**Problems:**
1 > Return the passage about the Jordaens child study word for word, from "This study of a child, being" up to and including "the current sheet.".
2 > Based on the passage about the Jordaens child study, decide whether each statement agrees with it, answering yes or no and quoting the deciding words. (a) The feast in the painting is celebrated in Flanders on January 6. (b) d'Hulst judged the Hermitage version to be the weakest of the group. (c) The Hermitage version is dated circa 1640-45.
3 > Keep writing the passage about the Jordaens child study, picking up after its last sentence.

### Text block

This study of a child, being tenderly helped to sip from a glass, is preparatory to a figure in the lower left of the St Petersburg version of Jordaens' The King Drinks (fig. 1). The subject was painted by the artist many times and illustrates the feast of the Epiphany, celebrated in Flanders on the 6th January.  The version in the Hermitage, thought by d'Hulst to be the best of the group, is dated circa 1640-45, thereby providing a date for the current sheet.

######
### Data provided

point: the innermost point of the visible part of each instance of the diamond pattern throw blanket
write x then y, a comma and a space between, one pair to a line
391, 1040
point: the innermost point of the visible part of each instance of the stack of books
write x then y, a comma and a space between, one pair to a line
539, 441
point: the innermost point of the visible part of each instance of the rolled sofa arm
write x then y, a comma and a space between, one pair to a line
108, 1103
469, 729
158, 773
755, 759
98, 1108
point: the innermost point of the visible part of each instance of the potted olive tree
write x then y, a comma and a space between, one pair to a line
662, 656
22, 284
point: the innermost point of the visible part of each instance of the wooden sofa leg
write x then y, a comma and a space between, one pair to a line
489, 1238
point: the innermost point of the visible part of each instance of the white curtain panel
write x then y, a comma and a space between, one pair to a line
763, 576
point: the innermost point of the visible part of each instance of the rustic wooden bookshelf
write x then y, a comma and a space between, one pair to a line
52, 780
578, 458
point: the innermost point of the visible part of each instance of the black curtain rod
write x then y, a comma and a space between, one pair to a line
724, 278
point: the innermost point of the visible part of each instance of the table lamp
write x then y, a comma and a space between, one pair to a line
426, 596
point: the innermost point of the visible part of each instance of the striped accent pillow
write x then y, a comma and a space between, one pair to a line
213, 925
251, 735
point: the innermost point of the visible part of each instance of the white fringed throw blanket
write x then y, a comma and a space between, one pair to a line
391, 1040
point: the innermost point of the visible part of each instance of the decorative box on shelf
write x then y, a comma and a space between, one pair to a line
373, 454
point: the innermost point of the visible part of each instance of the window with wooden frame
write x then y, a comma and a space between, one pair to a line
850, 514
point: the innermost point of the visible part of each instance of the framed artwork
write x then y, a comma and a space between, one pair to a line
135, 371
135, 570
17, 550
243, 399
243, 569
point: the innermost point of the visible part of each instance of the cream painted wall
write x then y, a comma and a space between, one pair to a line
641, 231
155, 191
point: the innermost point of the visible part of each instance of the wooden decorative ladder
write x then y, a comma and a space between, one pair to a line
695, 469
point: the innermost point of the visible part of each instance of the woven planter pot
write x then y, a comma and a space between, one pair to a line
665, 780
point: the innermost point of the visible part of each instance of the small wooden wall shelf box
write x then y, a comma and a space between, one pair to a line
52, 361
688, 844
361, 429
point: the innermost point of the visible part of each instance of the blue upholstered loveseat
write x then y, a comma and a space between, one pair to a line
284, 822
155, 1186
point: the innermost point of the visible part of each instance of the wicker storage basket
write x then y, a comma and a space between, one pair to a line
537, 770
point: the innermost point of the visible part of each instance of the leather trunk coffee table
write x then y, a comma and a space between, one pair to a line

######
### Data provided

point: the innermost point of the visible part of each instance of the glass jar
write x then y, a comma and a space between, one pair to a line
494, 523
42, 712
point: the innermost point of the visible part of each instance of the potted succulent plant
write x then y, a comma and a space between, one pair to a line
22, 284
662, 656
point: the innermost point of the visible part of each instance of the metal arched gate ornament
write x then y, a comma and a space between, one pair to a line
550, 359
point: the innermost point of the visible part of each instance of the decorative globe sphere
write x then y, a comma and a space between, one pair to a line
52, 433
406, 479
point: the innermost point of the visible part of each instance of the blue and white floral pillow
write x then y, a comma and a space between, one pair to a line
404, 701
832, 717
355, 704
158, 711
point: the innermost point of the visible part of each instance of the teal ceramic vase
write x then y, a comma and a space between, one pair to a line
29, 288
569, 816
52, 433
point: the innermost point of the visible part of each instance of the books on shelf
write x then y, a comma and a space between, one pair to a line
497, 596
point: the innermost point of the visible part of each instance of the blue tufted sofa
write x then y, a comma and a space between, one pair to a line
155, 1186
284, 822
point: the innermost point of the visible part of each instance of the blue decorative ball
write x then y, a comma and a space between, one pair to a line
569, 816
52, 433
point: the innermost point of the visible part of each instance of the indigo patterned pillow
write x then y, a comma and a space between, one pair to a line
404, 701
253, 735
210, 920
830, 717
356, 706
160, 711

######
### Data provided

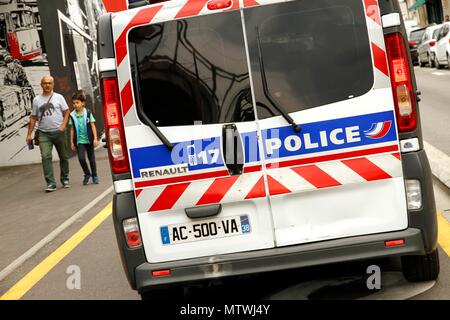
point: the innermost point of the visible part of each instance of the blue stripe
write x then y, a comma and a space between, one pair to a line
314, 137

######

**Results by task:**
1 >
This study of a child, being tenderly helped to sip from a glass, is preparatory to a figure in the lower left of the St Petersburg version of Jordaens' The King Drinks (fig. 1). The subject was painted by the artist many times and illustrates the feast of the Epiphany, celebrated in Flanders on the 6th January.  The version in the Hermitage, thought by d'Hulst to be the best of the group, is dated circa 1640-45, thereby providing a date for the current sheet.

2 >
(a) Yes: "celebrated in Flanders on the 6th January"
(b) No: "thought by d'Hulst to be the best of the group"
(c) Yes: "is dated circa 1640-45"

3 >
The same girl is found in the version of The King Drinks in the Kunsthistorisches Museum, Vienna, although in this painting she drinks from the glass unaided.A preparatory study for this figure, also in red and black chalk heightened with white, is in the Herzog Anton-Ulrich Museum, Braunschweig.  D'Hulst catalogued the latter as Jordaens' study for both the Vienna and St Petersburg paintings, despite the differences in the girl's pose.3  However, the emergence of the present drawing, hitherto unknown, suggests that separate studies were made for each version.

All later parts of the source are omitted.